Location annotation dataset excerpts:
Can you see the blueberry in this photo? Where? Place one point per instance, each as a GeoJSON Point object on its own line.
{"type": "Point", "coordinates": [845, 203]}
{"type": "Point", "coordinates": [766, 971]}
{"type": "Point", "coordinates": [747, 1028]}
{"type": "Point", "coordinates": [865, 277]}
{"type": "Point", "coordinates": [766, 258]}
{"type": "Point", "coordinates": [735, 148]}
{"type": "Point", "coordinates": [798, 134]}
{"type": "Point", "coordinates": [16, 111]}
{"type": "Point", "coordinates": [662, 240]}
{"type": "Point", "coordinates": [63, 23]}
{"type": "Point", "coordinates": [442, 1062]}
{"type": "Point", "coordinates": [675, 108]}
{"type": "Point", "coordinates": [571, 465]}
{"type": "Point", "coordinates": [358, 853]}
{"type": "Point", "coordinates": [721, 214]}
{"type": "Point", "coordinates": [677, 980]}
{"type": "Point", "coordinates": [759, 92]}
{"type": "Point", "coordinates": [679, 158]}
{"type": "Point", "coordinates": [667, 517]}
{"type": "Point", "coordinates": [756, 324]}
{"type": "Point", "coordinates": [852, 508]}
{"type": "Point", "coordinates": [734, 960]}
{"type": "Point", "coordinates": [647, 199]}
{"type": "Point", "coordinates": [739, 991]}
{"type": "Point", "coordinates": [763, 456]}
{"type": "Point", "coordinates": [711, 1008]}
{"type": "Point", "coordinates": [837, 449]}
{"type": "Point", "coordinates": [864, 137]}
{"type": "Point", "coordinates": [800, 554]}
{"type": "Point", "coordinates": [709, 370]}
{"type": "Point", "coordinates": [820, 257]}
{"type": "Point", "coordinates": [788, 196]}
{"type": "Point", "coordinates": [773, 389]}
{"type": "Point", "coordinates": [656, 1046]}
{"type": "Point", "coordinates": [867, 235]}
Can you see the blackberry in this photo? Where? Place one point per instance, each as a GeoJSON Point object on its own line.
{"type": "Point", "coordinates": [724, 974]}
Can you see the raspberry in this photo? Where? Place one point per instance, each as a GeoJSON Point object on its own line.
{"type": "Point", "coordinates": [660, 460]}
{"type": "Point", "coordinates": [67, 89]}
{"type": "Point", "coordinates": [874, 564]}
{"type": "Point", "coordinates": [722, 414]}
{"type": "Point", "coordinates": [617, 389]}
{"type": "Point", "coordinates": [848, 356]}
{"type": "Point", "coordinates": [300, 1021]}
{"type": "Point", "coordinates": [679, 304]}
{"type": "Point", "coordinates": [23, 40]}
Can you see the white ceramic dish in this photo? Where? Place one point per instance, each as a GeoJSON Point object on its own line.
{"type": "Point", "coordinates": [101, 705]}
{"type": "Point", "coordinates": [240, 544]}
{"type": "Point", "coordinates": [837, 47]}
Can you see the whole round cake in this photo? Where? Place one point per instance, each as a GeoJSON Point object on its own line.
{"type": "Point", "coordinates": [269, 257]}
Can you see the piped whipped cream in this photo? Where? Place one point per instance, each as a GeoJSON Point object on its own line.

Goal:
Return all of the entries exactly as they were supplied.

Solution to the problem:
Can you see the blueberry in this photo? Where? Place one point per instance, each as a GeoJSON Point object on its own line.
{"type": "Point", "coordinates": [845, 203]}
{"type": "Point", "coordinates": [766, 971]}
{"type": "Point", "coordinates": [747, 1028]}
{"type": "Point", "coordinates": [865, 277]}
{"type": "Point", "coordinates": [766, 258]}
{"type": "Point", "coordinates": [735, 148]}
{"type": "Point", "coordinates": [798, 134]}
{"type": "Point", "coordinates": [16, 111]}
{"type": "Point", "coordinates": [662, 240]}
{"type": "Point", "coordinates": [63, 23]}
{"type": "Point", "coordinates": [442, 1062]}
{"type": "Point", "coordinates": [675, 108]}
{"type": "Point", "coordinates": [571, 465]}
{"type": "Point", "coordinates": [358, 853]}
{"type": "Point", "coordinates": [721, 214]}
{"type": "Point", "coordinates": [677, 980]}
{"type": "Point", "coordinates": [759, 92]}
{"type": "Point", "coordinates": [679, 158]}
{"type": "Point", "coordinates": [667, 517]}
{"type": "Point", "coordinates": [756, 324]}
{"type": "Point", "coordinates": [852, 508]}
{"type": "Point", "coordinates": [734, 960]}
{"type": "Point", "coordinates": [647, 199]}
{"type": "Point", "coordinates": [739, 991]}
{"type": "Point", "coordinates": [763, 456]}
{"type": "Point", "coordinates": [711, 1008]}
{"type": "Point", "coordinates": [837, 449]}
{"type": "Point", "coordinates": [864, 137]}
{"type": "Point", "coordinates": [800, 554]}
{"type": "Point", "coordinates": [709, 370]}
{"type": "Point", "coordinates": [820, 257]}
{"type": "Point", "coordinates": [788, 196]}
{"type": "Point", "coordinates": [773, 389]}
{"type": "Point", "coordinates": [656, 1046]}
{"type": "Point", "coordinates": [867, 235]}
Can you see the blackberry in this photo? Where? Place one point per instance, each as a GeoJSON Point object on its own line.
{"type": "Point", "coordinates": [724, 974]}
Can you see the raspberry in this photo? Where? Place one point per instance, each as a GeoJSON Point object on its own line.
{"type": "Point", "coordinates": [660, 460]}
{"type": "Point", "coordinates": [67, 89]}
{"type": "Point", "coordinates": [874, 564]}
{"type": "Point", "coordinates": [722, 414]}
{"type": "Point", "coordinates": [617, 389]}
{"type": "Point", "coordinates": [848, 356]}
{"type": "Point", "coordinates": [300, 1021]}
{"type": "Point", "coordinates": [679, 304]}
{"type": "Point", "coordinates": [23, 40]}
Can you see the white ceramic dish in this photo? Where? Place one point per instance, each as a GeoJSON Point object on its own line.
{"type": "Point", "coordinates": [101, 705]}
{"type": "Point", "coordinates": [240, 544]}
{"type": "Point", "coordinates": [837, 47]}
Can you see the whole round cake in this photo? Where? Place one point per instance, each as a GeoJSON Point object on its own line.
{"type": "Point", "coordinates": [269, 257]}
Can you see the piped whipped cream in this photo? Where? Place one point per instance, each as a GeoJSON Point object on its own line.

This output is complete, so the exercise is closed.